PROVIDED PASSAGE:
- Opening Delimiter -

1007 — Facilitation of Tobacco Treatment Implementation in VA Residential Addiction Programs: Impact on Tobacco Dependence Pharmacotherapy
Lead/Presenter: Elizabeth Gifford, COIN - Palo Alto
All Authors: Gifford E (Center for Innovation to Implementation, VA Palo Alto Health Care System)
Stephens R (Center for Innovation to Implementation, VA Palo Alto Health Care System)
Fuller A (Center for Innovation to Implementation, VA Palo Alto Health Care System)
Ellerbe L (Center for Innovation to Implementation, VA Palo Alto Health Care System)
Harris A (Program Evaluation and Resource Center, VA Palo Alto Health Care System)
Hagedorn H (Center for Chronic Disease Outcomes Research, Minneapolis VA Health Care System)
Chee C (Health Economics Resource Center, VA Palo Alto Health Care System)
Over 80% of Veterans in SUD residential addiction programs use tobacco, and up to half of long-term smokers will die from a smoking-related illness. In spite of the prevalence and lethality of tobacco dependence (TD), very few residential addiction programs in VA fully integrate tobacco treatment into program services, leaving a critical gap in care for a vulnerable Veteran population. This project investigates whether a facilitation intervention increases evidence-based TD pharmacotherapy implementation in VA residential addiction programs.
We identified use of TD pharmacotherapy among all patients discharged from three intervention sites and six control sites during the study period from March 2014 to February 2017 (n = 20,910). During the pre-implementation period, 45% of patients from the intervention sites and 50% of patients from the control sites received TD pharmacotherapy (p = 0.368). Using a difference-in-differences estimation strategy, we estimated the average change in pharmacotherapy rates from the pre-implementation period to the active and post-implementation periods for the intervention sites relative to their matched control sites. Standard errors were adjusted to account for autocorrelation and the staggered implementation of the intervention across the intervention sites and the inclusion of control sites allowed us to control for secular trends in the use of TD pharmacotherapy.

- Closing Delimiter -

TASK STATEMENT: Continue the abstract on facilitating tobacco treatment in VA residential addiction programs, starting after its last sentence.

Free-text object descriptions
- Opening Delimiter -

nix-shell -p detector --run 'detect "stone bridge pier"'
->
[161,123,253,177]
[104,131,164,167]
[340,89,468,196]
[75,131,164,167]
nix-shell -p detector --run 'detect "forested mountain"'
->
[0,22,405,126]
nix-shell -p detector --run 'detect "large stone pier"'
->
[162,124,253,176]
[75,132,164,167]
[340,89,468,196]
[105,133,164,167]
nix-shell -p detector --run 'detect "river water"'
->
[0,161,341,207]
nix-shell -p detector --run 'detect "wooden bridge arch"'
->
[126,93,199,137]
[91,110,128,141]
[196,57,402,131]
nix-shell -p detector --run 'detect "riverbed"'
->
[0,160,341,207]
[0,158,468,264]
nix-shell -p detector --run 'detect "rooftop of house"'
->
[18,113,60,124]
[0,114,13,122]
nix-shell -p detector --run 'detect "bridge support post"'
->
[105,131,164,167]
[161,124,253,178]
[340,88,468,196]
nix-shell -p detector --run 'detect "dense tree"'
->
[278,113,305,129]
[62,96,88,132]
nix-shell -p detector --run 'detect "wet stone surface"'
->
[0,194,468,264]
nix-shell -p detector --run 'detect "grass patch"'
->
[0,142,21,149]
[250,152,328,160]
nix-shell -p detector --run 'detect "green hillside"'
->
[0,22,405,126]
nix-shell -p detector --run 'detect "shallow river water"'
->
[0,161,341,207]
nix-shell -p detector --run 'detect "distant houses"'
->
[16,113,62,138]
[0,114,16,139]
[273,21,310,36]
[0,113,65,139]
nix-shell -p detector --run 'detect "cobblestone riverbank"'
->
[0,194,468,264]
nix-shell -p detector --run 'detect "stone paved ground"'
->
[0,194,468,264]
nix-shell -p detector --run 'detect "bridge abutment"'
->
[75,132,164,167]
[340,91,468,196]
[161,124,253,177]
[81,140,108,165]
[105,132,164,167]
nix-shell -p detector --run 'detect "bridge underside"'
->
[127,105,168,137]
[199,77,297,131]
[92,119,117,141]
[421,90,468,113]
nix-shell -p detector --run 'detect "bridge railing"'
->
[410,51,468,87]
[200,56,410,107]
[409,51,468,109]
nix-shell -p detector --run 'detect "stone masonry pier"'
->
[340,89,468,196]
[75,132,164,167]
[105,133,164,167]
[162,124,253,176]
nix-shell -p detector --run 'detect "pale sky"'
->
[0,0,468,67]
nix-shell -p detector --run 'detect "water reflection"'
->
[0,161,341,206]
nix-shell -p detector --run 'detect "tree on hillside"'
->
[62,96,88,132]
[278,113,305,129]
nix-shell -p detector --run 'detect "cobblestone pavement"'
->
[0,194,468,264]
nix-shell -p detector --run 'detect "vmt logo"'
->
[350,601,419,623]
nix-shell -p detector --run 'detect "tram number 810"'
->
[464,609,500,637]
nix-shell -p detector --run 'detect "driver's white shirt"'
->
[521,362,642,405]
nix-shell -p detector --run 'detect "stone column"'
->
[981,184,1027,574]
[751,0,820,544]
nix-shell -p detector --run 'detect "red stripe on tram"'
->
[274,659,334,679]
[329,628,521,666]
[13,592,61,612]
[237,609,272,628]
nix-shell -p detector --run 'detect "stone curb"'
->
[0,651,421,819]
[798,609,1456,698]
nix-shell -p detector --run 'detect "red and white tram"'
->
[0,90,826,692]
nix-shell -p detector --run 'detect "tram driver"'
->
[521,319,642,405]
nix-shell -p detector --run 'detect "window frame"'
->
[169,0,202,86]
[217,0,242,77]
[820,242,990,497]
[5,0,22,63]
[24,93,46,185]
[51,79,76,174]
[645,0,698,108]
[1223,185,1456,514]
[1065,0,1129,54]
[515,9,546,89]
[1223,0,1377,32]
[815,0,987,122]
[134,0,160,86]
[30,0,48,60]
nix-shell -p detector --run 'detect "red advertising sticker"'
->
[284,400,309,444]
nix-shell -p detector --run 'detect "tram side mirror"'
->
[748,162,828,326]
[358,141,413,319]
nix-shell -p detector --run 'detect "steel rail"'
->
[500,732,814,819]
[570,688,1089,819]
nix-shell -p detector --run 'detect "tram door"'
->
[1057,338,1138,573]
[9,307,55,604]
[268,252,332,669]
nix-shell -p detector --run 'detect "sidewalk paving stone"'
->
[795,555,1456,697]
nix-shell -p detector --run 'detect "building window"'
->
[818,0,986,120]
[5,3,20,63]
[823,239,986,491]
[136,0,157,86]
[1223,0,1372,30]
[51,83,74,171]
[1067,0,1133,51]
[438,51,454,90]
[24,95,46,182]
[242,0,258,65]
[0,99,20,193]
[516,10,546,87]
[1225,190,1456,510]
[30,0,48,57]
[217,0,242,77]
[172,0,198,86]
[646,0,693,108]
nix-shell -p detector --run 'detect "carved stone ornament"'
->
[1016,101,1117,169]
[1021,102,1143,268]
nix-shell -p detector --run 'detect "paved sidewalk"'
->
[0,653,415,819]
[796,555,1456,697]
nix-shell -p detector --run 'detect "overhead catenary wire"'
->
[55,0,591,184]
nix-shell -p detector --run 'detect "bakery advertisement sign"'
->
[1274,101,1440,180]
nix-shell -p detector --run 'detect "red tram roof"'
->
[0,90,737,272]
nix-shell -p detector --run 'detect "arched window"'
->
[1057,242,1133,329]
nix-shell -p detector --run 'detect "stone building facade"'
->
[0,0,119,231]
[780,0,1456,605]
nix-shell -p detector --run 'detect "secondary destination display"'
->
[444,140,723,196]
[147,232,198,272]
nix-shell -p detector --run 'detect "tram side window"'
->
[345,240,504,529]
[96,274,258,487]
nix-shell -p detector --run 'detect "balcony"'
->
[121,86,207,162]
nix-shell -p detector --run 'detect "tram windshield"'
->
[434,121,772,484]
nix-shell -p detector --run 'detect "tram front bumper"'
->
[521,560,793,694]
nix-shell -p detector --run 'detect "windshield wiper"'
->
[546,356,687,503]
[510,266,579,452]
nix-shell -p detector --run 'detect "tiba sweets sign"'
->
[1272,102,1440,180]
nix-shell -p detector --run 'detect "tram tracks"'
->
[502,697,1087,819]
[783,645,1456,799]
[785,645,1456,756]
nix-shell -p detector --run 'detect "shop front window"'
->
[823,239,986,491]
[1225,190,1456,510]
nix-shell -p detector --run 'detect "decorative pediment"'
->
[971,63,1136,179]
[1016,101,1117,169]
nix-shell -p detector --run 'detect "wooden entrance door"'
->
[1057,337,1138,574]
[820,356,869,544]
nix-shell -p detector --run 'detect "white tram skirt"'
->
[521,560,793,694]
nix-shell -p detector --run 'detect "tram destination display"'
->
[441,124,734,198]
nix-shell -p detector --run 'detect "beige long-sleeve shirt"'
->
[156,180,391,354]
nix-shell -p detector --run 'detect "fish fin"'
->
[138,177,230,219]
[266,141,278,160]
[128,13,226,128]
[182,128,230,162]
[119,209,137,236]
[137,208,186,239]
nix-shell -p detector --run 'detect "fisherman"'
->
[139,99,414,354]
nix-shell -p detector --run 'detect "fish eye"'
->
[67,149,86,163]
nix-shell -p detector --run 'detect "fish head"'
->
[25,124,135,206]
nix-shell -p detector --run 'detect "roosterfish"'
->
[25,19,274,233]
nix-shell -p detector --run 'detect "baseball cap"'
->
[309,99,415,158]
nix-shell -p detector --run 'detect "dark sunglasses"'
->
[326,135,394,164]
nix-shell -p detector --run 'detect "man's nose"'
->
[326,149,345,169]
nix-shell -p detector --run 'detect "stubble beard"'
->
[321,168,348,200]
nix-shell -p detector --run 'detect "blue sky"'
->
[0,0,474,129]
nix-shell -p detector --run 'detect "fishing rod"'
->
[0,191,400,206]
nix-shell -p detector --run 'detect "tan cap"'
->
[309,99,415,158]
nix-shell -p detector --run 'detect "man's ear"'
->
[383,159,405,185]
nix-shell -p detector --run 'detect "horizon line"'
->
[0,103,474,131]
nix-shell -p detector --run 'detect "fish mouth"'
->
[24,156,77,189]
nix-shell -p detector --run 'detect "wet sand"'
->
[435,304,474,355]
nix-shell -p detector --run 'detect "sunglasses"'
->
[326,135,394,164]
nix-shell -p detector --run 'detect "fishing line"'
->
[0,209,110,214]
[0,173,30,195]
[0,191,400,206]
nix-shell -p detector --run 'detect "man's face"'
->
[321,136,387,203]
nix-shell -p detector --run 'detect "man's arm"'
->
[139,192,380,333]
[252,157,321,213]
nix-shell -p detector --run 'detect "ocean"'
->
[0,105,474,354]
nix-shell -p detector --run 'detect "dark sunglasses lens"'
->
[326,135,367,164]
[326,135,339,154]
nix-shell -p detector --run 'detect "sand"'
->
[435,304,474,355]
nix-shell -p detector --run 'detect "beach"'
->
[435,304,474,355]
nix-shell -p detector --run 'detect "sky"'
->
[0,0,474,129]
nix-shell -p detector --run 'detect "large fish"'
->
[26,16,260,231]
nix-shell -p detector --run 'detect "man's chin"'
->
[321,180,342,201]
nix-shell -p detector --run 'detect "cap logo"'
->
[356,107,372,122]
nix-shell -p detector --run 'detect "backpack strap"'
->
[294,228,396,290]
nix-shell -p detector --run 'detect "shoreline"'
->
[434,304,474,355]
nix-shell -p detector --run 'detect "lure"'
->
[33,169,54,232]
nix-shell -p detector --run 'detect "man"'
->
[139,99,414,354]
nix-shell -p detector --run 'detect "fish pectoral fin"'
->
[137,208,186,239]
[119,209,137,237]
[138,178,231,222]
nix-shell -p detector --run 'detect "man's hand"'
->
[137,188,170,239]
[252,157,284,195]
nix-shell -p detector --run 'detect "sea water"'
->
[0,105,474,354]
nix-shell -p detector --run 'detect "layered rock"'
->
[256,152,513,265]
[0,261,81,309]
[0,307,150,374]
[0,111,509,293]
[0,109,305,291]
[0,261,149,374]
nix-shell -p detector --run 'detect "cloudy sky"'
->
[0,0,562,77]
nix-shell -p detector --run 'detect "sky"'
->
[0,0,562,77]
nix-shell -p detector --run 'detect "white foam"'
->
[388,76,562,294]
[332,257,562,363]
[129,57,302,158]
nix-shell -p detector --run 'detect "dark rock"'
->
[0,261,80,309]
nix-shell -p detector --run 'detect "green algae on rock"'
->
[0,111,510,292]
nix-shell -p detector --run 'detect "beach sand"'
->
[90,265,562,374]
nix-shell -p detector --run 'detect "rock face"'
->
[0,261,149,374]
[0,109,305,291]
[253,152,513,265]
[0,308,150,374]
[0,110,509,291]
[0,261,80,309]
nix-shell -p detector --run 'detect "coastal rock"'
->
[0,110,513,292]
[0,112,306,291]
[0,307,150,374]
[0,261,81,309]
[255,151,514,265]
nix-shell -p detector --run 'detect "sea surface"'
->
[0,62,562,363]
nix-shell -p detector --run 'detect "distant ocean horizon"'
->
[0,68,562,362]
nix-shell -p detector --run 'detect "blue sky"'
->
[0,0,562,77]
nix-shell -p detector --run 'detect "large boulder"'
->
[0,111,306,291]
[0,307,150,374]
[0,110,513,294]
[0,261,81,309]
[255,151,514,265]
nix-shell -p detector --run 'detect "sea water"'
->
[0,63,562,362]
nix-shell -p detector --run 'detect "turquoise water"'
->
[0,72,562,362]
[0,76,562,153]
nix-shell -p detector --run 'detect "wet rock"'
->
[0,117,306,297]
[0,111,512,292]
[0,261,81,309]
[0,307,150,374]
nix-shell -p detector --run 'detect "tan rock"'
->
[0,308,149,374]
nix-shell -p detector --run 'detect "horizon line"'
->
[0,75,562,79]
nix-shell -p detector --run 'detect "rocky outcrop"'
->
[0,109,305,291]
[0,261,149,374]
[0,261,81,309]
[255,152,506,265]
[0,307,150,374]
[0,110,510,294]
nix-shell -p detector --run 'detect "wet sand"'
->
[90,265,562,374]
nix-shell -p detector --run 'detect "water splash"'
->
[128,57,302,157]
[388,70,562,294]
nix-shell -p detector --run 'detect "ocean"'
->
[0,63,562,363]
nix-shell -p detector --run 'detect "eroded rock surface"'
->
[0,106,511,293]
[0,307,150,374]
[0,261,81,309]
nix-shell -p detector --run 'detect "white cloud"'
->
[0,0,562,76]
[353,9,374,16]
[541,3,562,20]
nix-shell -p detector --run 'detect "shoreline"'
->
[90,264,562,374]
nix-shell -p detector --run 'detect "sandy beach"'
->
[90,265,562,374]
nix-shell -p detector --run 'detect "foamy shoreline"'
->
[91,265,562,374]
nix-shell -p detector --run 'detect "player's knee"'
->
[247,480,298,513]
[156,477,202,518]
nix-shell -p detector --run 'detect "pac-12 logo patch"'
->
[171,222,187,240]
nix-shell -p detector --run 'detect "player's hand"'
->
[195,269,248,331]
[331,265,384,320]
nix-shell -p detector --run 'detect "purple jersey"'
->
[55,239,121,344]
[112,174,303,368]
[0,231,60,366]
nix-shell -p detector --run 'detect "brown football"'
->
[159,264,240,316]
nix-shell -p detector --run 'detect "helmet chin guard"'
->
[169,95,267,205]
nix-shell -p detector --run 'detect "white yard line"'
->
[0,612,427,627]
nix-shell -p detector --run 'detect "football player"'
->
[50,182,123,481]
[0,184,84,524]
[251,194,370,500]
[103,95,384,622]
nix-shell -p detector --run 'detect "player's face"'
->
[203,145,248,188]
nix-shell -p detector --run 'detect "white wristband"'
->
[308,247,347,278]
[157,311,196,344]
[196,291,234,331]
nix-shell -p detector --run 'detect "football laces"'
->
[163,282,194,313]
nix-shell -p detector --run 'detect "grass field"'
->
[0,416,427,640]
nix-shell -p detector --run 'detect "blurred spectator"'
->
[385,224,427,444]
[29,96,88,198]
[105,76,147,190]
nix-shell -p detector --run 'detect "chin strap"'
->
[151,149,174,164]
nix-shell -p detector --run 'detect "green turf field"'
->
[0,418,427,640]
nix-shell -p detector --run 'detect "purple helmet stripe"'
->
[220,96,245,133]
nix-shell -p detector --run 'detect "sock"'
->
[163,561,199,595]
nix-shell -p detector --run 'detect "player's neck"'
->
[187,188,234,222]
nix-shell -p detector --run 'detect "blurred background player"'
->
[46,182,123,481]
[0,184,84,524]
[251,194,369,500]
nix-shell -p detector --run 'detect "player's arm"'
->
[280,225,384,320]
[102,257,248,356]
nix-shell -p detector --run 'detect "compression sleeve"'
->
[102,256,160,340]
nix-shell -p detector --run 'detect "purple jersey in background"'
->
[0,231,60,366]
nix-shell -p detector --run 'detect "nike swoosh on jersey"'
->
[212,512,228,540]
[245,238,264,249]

- Closing Delimiter -

RESPONSE AREA:
The tailored facilitation intervention increased the rate of TD pharmacotherapy among patients in the three residential addiction programs by 24% during the active implementation period and 42% during the post-implementation period, relative to the pre-implementation period. The increase in TD pharmacotherapy was driven by an increase in nicotine replacement therapy (NRT; 33% increase in NRT during active implementation and 50% increase during the post-implementation period).
Facilitation is a promising approach to increasing evidence-based tobacco pharmacotherapy in VA residential addiction programs, particularly NRT. Tobacco pharmacotherapy implementation increased during active implementation, and these gains continued and grew during the post-implementation period.
Implementing tobacco treatment in VA residential addiction programs will address a highly lethal and undertreated addictive disorder. Facilitation can help residential addiction programs overcome the challenges of implementing evidence-based tobacco pharmacotherapy for Veterans who use tobacco.